▶ _Requirements_: Transcribe every line, keeping it exact.

Location annotation dataset excerpts

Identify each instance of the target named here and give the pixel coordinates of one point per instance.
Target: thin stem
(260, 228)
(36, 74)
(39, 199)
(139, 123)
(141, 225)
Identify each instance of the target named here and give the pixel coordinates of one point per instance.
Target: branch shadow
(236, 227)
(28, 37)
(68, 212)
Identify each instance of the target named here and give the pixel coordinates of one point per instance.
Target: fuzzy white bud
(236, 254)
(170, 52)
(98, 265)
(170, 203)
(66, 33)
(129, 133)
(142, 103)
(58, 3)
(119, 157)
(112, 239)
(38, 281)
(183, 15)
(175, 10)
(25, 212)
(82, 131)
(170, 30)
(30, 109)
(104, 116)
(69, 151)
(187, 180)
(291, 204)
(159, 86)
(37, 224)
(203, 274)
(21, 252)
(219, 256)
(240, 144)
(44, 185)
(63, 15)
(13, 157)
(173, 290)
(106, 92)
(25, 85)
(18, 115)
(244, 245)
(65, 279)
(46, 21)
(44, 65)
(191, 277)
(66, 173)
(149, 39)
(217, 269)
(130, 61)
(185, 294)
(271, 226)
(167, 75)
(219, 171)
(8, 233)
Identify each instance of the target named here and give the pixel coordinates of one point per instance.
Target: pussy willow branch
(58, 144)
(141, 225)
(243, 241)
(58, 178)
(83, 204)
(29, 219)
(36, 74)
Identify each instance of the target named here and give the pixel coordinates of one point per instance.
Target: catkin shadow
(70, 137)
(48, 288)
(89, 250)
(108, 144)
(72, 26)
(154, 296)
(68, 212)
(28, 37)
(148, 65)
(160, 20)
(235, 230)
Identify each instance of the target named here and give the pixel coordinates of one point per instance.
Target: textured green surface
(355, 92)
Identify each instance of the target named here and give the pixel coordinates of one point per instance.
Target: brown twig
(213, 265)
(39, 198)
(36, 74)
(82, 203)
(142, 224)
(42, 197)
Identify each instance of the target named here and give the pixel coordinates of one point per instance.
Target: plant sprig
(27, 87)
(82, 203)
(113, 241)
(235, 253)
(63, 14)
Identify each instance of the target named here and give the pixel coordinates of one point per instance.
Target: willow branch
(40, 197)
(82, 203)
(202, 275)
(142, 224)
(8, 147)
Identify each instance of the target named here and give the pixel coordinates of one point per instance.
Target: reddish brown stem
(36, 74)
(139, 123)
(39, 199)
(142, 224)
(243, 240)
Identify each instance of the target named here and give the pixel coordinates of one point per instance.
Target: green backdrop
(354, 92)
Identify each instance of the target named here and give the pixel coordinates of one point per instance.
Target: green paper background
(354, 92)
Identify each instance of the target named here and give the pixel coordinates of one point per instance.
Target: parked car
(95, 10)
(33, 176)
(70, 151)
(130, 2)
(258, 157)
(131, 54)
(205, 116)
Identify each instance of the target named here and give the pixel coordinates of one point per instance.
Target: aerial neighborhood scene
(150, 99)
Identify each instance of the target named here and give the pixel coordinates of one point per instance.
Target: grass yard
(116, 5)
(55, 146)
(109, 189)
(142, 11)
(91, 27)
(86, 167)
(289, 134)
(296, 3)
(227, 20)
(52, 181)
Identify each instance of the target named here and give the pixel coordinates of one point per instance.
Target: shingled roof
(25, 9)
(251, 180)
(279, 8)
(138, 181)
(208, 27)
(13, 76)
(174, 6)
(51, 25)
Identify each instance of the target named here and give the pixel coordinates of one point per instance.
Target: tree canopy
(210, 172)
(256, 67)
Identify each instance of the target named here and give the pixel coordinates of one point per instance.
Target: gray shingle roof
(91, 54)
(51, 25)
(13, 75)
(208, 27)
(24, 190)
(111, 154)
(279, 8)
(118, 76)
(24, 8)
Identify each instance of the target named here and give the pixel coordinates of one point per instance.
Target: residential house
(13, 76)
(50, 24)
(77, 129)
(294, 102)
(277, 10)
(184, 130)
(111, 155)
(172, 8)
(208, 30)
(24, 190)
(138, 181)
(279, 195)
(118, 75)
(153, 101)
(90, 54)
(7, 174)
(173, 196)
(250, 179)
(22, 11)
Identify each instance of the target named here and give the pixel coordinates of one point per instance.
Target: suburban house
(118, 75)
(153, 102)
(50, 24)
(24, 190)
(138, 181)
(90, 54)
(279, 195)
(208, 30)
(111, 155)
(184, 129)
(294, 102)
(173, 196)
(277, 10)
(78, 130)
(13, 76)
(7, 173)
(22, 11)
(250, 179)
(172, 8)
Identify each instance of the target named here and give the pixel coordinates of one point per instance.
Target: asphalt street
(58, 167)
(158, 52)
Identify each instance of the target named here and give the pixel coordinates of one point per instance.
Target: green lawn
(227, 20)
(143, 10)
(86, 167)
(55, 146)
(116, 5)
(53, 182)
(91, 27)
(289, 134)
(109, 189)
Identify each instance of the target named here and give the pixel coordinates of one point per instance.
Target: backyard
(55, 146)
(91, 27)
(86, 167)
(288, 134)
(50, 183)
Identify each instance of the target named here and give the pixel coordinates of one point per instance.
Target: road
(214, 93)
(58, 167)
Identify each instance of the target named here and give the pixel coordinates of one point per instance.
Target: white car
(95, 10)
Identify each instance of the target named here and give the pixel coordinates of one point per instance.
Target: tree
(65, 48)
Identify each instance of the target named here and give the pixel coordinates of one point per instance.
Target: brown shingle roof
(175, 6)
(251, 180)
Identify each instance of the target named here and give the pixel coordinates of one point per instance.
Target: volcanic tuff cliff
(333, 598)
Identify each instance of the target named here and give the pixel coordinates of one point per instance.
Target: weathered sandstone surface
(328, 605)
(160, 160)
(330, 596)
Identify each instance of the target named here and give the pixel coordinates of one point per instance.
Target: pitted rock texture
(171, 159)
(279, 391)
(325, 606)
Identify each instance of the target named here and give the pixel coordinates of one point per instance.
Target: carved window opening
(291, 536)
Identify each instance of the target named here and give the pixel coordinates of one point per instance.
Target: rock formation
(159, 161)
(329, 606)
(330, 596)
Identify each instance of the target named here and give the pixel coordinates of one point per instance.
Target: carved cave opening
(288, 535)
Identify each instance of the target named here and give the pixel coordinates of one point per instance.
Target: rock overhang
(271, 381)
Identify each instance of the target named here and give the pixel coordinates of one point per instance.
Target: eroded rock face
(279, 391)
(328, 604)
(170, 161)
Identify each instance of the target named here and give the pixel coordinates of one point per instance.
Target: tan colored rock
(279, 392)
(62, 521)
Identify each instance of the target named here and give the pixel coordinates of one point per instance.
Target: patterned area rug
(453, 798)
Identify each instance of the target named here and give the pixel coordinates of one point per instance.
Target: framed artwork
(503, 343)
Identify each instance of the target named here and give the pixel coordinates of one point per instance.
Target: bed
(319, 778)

▶ _Output below_:
Identify each instance of the target named here and give the pixel coordinates of one point per instance.
Target: thin stem
(260, 228)
(36, 74)
(39, 199)
(139, 123)
(141, 225)
Identify each instance of the target named here and give the pixel coordinates of one point per instance.
Target: branch shadow
(236, 227)
(28, 37)
(68, 212)
Identify each instance of the target named here and give the pixel coordinates of one point per instance.
Target: fuzzy white bud
(236, 254)
(170, 52)
(98, 265)
(170, 203)
(66, 33)
(129, 133)
(142, 103)
(58, 3)
(119, 157)
(112, 239)
(38, 281)
(183, 15)
(175, 10)
(25, 212)
(82, 131)
(170, 30)
(30, 109)
(104, 116)
(69, 151)
(187, 180)
(291, 204)
(159, 86)
(37, 224)
(203, 274)
(21, 252)
(219, 256)
(240, 144)
(44, 185)
(63, 15)
(13, 157)
(173, 290)
(106, 92)
(25, 85)
(18, 115)
(244, 245)
(65, 279)
(46, 21)
(44, 65)
(191, 277)
(66, 173)
(149, 39)
(217, 269)
(130, 61)
(185, 294)
(271, 226)
(167, 75)
(219, 171)
(8, 233)
Identify each instance of the target named here and give the pixel coordinates of one point per instance.
Target: pussy willow branch
(58, 144)
(141, 225)
(243, 241)
(58, 178)
(83, 204)
(29, 219)
(36, 74)
Identify each instance of the target named here and give the pixel coordinates of one point per instance.
Target: catkin shadow
(70, 137)
(48, 288)
(89, 250)
(108, 144)
(72, 26)
(154, 296)
(68, 212)
(28, 37)
(148, 65)
(160, 20)
(235, 230)
Identify each instance of the target named here and give the pixel coordinates of one point per instance.
Target: textured green surface
(355, 92)
Identify each instance of the target named here and give the pixel coordinates of one point per instance.
Target: brown twig
(213, 265)
(39, 198)
(36, 74)
(82, 203)
(142, 224)
(42, 197)
Identify each instance of the target named here and give the pixel coordinates of one point per instance.
Target: plant sprig
(27, 87)
(82, 203)
(113, 241)
(235, 253)
(63, 14)
Identify each instance of the target named here and give the pixel coordinates of one point per instance.
Target: willow branch
(40, 197)
(82, 203)
(202, 275)
(142, 224)
(8, 147)
Identify each instance of the target named here and give the pixel coordinates of one point per instance.
Target: reddish brown stem
(36, 74)
(139, 123)
(39, 199)
(142, 224)
(243, 240)
Identify each instance of the target named here and give the pixel coordinates of one point per instance.
Target: green backdrop
(354, 92)
Identify each instance of the target named here and give the pixel coordinates of one point per instance.
Target: green paper background
(354, 92)
Identify each instance of the target named here and give the pixel coordinates of one point per instance.
Target: parked car
(95, 10)
(33, 176)
(70, 151)
(130, 2)
(258, 157)
(131, 54)
(205, 116)
Identify each instance of the target named here and give the pixel coordinates of one point per instance.
Target: aerial neighborhood scene
(150, 99)
Identify each instance of the target named here and give the pixel coordinates of one point per instance.
Target: grass yard
(116, 5)
(55, 146)
(109, 189)
(142, 11)
(91, 27)
(86, 167)
(289, 134)
(296, 3)
(227, 20)
(52, 181)
Identify each instance of the target named here and give the pixel coordinates of one point per instance.
Target: shingled roof
(25, 9)
(251, 180)
(279, 8)
(138, 181)
(208, 27)
(13, 76)
(174, 6)
(51, 25)
Identify each instance of the target named here and give the pixel coordinates of one point per instance.
Target: tree canopy
(210, 172)
(256, 67)
Identify each instance of the target named here and give the pixel coordinates of one point per instance.
Target: gray shingle roof
(91, 54)
(51, 25)
(13, 75)
(208, 27)
(24, 190)
(111, 154)
(279, 8)
(118, 76)
(24, 8)
Identify each instance of the target named here and give the pixel coordinates of one point per instance.
Target: residential house
(13, 76)
(50, 24)
(77, 129)
(294, 102)
(277, 10)
(184, 130)
(111, 155)
(172, 8)
(208, 30)
(24, 190)
(138, 181)
(279, 195)
(118, 75)
(153, 101)
(90, 54)
(7, 174)
(173, 196)
(250, 179)
(22, 11)
Identify each instance of the target named here and give the pixel coordinates of one point per instance.
Target: suburban house
(118, 75)
(153, 102)
(50, 24)
(24, 190)
(138, 181)
(90, 54)
(279, 195)
(208, 30)
(111, 155)
(184, 129)
(294, 102)
(173, 196)
(277, 10)
(78, 130)
(13, 76)
(7, 173)
(22, 11)
(250, 179)
(172, 8)
Identify each instance of the target named here and give the pixel coordinates of one point per instance.
Target: asphalt street
(58, 167)
(158, 52)
Identify each instance of the target named here and give the pixel coordinates of one point per instance.
Target: green lawn
(227, 20)
(143, 10)
(86, 167)
(55, 146)
(116, 5)
(53, 182)
(91, 27)
(289, 134)
(109, 189)
Identify each instance of the target named here and give the pixel coordinates of one point per instance.
Target: backyard
(55, 146)
(91, 27)
(86, 167)
(288, 134)
(50, 183)
Identify each instance of the target named here and give the pixel coordinates of one point per instance.
Target: road
(214, 93)
(58, 167)
Identify each instance of the target named here and give the pixel coordinates of one point per instance.
Target: white car
(95, 10)
Identify each instance of the target named here and give the pixel coordinates of one point per instance.
Target: tree
(65, 48)
Identify each instance of the target named here and give the pixel coordinates of one point per instance.
Target: brown shingle roof
(175, 6)
(251, 180)
Identify each instance of the target named here and give the pixel coordinates of one point per instance.
Target: volcanic tuff cliff
(333, 598)
Identify each instance of the target named here and give the pixel coordinates of one point per instance.
Target: weathered sandstone surface
(328, 605)
(160, 160)
(330, 596)
Identify each instance of the target named here and give the pixel coordinates of one point per instance.
Target: pitted rock texture
(171, 159)
(279, 391)
(325, 606)
Identify each instance of the target named here and give the pixel coordinates of one point per instance.
Target: carved window opening
(291, 536)
Identify each instance of the target named here and give the pixel coordinates of one point per instance.
Target: rock formation
(159, 161)
(329, 606)
(330, 596)
Identify each instance of the target named here and give the pixel coordinates of one point per instance.
Target: carved cave opening
(288, 535)
Identify each instance of the target named here and give the pixel coordinates of one point per instance.
Target: rock overhang
(271, 381)
Identify each instance of the target named here and give the pixel coordinates of one point per instance.
Target: eroded rock face
(279, 391)
(328, 604)
(170, 161)
Identify each instance of the target named here and give the pixel coordinates of one point per instance.
Target: tan colored rock
(279, 392)
(62, 521)
Identify each instance of the target named here and give the pixel coordinates of one point per instance.
Target: patterned area rug
(453, 798)
Identify each instance of the target named here and give the pixel coordinates of one point per instance.
Target: framed artwork
(503, 343)
Identify each instance of the target named here and give the pixel coordinates of one point per instance.
Target: bed
(319, 778)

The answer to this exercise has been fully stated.